--- Exercise directions ---
Copy the lines from the one containing "around the river" through the end of the lines, inclusive, replacing "accessibility audit" with "design review" and leaving everything else unchanged.

--- Material to process ---
>>

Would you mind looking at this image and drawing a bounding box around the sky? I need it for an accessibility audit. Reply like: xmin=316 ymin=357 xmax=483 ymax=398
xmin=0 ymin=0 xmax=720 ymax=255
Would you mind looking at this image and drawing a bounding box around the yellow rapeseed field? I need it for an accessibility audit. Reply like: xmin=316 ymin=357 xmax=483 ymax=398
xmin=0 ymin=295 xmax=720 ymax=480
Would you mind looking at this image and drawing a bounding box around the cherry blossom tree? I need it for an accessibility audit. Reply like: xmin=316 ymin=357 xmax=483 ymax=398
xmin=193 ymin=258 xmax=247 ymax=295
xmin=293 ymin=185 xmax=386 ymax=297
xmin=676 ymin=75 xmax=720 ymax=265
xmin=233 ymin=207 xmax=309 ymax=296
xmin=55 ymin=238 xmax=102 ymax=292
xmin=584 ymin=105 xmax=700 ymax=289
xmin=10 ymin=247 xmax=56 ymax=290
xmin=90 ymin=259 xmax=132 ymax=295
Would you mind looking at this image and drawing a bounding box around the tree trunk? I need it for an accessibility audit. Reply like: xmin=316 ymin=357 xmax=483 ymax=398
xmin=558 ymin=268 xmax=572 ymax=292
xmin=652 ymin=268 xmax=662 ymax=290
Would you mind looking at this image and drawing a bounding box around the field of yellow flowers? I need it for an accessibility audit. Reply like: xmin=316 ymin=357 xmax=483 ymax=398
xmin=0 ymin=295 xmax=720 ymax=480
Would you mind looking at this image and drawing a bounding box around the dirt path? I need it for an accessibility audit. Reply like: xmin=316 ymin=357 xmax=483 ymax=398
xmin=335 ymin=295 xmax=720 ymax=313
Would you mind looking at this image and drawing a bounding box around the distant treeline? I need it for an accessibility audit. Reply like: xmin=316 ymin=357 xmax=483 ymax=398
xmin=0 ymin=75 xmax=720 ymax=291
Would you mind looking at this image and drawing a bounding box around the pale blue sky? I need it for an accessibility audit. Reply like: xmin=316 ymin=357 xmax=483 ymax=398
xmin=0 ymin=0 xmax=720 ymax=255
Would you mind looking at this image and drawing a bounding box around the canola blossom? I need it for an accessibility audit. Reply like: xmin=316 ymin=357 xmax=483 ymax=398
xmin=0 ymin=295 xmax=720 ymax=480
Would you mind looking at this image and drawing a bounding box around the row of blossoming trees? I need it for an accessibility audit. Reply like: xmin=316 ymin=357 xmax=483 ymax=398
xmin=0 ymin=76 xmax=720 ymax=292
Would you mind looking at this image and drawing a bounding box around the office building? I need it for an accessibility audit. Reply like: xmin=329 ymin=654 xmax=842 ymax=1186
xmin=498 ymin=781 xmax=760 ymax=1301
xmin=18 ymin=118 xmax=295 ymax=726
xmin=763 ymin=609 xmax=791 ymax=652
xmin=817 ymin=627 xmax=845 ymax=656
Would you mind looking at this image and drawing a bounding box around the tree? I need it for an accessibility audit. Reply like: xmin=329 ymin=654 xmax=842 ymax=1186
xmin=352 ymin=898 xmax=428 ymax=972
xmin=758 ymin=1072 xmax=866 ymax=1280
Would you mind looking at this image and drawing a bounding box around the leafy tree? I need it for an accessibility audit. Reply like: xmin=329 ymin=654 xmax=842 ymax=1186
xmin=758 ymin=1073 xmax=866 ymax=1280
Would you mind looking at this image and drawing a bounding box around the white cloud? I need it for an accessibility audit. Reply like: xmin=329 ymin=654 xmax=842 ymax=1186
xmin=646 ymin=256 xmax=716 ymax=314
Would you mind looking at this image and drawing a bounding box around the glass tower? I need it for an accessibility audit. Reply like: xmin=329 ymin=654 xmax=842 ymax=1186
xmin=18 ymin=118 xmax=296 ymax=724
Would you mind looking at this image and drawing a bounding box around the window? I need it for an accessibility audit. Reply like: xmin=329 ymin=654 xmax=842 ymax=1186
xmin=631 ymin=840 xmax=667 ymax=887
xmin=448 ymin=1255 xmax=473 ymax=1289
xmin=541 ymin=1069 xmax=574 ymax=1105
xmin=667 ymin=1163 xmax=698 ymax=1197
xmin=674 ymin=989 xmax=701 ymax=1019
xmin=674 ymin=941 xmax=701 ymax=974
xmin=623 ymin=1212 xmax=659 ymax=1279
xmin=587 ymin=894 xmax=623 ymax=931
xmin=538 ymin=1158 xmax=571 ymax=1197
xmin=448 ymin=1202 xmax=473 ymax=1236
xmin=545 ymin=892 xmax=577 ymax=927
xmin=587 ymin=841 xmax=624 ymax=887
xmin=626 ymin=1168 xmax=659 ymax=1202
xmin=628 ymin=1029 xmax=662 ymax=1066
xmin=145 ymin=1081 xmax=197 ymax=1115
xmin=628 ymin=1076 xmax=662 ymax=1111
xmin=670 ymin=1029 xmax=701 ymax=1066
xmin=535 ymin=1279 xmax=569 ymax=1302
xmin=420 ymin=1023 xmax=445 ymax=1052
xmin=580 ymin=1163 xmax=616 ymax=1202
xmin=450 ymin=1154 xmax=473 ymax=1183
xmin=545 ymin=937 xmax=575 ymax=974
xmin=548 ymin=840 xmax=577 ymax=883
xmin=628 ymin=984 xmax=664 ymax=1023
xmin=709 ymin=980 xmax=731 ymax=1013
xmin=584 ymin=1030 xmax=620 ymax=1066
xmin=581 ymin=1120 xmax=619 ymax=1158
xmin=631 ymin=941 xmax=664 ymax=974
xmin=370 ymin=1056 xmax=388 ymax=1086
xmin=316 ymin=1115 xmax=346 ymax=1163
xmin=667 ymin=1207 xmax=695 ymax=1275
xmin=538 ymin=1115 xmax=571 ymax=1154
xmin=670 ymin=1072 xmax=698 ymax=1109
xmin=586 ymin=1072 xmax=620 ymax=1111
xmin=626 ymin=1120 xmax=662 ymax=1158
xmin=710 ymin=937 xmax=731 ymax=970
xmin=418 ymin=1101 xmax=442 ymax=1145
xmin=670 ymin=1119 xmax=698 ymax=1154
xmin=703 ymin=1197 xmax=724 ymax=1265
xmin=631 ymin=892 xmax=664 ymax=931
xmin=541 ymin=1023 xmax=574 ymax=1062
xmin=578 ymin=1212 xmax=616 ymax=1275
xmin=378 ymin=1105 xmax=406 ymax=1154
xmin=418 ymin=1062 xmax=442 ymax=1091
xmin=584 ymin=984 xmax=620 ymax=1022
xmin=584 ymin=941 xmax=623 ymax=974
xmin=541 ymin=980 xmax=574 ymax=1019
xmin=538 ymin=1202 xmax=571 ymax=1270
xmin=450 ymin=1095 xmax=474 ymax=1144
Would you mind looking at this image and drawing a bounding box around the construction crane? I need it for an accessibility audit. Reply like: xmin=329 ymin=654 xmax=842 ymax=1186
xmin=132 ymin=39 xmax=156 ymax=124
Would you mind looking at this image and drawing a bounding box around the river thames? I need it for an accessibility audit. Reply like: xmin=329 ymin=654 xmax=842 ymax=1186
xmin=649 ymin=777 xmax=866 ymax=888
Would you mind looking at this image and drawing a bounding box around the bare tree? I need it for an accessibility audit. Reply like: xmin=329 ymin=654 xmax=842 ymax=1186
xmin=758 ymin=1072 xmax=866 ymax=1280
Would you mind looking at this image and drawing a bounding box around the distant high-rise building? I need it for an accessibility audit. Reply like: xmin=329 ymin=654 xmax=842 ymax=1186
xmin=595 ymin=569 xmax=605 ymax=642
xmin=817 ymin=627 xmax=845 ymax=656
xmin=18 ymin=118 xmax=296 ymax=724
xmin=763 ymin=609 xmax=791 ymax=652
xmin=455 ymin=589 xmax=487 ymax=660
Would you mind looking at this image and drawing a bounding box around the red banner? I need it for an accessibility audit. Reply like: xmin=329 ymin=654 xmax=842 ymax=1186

<<

--- Answer for the task ---
Would you mind looking at this image and drawing a bounding box around the river thames? I need it for an design review. Reply like: xmin=329 ymin=654 xmax=842 ymax=1186
xmin=649 ymin=777 xmax=866 ymax=888
Would you mind looking at this image and drawing a bounding box around the bare tree? I need it for an design review. Reply like: xmin=329 ymin=654 xmax=842 ymax=1186
xmin=758 ymin=1072 xmax=866 ymax=1280
Would you mind looking at this image and drawing a bounding box around the distant high-rise building? I need it for an design review. Reply like: xmin=329 ymin=654 xmax=842 ymax=1186
xmin=595 ymin=569 xmax=605 ymax=642
xmin=817 ymin=627 xmax=845 ymax=656
xmin=18 ymin=118 xmax=296 ymax=724
xmin=763 ymin=609 xmax=791 ymax=652
xmin=455 ymin=589 xmax=487 ymax=660
Would you mind looking at this image and drawing a bounding box around the red banner? I need it for an design review. Reply like: xmin=329 ymin=654 xmax=842 ymax=1186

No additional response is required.